--- Start of Document segment ---
To say that the film 2001: A Space Odyssey is a science fiction masterpiece is to state the obvious. But to say it’s a cinematic one probably requires a little more explanation, at least in regards to how it pushed the medium forward.

The special effects are the most obvious thing to note. The process of motion control photography had never been handled so delicately, never appeared so real to the human eye. As a medium for storytelling, it revolutionised Hollywood, paving the way for the likes of Star Wars, Close Encounters of the Third Kind, and a thousand other science fiction tales. 

The cinematic storytelling too takes a famous leap forward in that single jump cut from the apes first tool to the future of such tools in orbit of the earth. Similar cuts had been utilised before, perhaps most notably by one of Kubrick’s favourite director’s, David Lean, in the flame of Lawrence of Arabia’s matchstick cut to the desert in which the titular character would undergo a baptism of fire. But as stunning as that cut remains, never had a Hollywood product relied on the editing technique to communicate so much about humanity in so little time. And never had a story structure removed so totally from the melodrama of human soap opera been created to keep cinema-goers glued to their seats. The shot compositions too were uniquely stunning. I could probably skip through my file for the movie and land on something suitable to highlight, but on my recent viewing of the film, I was most taken aback by the planetary shots. In general, they appear in chaotic patterns. At most, the objects of space are shown to exist in an orbital manner as they dance around each other to the strains of the Blue Danube. But, in any instance where humanity has come into contact with a Monolith, they get framed in a more organised arrangement, which, to be clear, doesn’t necessarily suggest that their positions have changed, rather, with our exposure to the Monolith it shows how our perspective has. Furthermore, the discreet manner by which Kubrick selected what information to withhold from the viewer and what to allow has invited numerous interpretations of the material.

For instance, in one such reading, you can take the opening score, Also Sprach Zarathustra by Richard Strauss, as a direct reference to Nietzche’s text Thus Spoke Zarathustra. In that text, mankind is a bridge between the ape and the Übermensch, or, the Superman, and the last stage he goes through in the achievement of such growth is that of the child. In a film that lacks explanatory details, this would confirm for the viewer that the Star Child we see at the end really is an evolved form of Bowman.
--- End of Document segment ---
--- Start of Material ---
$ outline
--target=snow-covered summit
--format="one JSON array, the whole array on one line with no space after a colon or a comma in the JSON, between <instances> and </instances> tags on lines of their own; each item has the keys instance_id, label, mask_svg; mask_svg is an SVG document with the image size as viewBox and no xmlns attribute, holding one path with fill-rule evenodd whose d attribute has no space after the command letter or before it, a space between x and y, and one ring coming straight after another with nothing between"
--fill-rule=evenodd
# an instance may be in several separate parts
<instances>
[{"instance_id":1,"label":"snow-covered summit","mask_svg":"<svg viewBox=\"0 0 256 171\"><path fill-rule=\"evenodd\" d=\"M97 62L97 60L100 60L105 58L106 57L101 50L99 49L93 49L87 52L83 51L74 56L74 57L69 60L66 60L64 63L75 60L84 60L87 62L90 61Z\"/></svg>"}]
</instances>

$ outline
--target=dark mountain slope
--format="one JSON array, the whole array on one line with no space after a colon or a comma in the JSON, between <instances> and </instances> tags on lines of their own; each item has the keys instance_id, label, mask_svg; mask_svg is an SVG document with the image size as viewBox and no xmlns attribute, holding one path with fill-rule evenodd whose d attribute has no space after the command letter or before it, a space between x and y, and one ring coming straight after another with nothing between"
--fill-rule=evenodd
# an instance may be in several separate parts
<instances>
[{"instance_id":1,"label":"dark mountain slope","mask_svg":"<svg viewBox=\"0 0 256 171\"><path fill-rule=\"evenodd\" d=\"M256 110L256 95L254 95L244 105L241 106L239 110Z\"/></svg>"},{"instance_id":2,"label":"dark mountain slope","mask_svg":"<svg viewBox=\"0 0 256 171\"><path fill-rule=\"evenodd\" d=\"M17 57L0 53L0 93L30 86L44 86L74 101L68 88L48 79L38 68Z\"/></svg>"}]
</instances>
--- End of Material ---
# Tasks for this exercise:
1. For each statement, (a) to (c), state yes or no as to whether the piece on 2001: A Space Odyssey supports it, and quote the words that decide it. (a) Star Wars paved the way for the special effects in 2001. (b) Cuts similar to the jump cut from the ape's tool to orbit had been used before. (c) When humanity contacts a Monolith, the planets' positions change.
2. Rewrite the paragraph of the piece on 2001: A Space Odyssey that begins "The special effects are the most obvious" in two shorter sentences, keeping its main facts.
These entries come from a separate source.

# Answers for this exercise:
1.
(a) No: "paving the way for the likes of Star Wars"
(b) Yes: "Similar cuts had been utilised before"
(c) No: "doesn’t necessarily suggest that their positions have changed"

2. The special effects stand out most, since motion control photography had never been handled so delicately or looked so real. As a storytelling medium, it revolutionized Hollywood and paved the way for Star Wars, Close Encounters of the Third Kind, and countless other science fiction tales.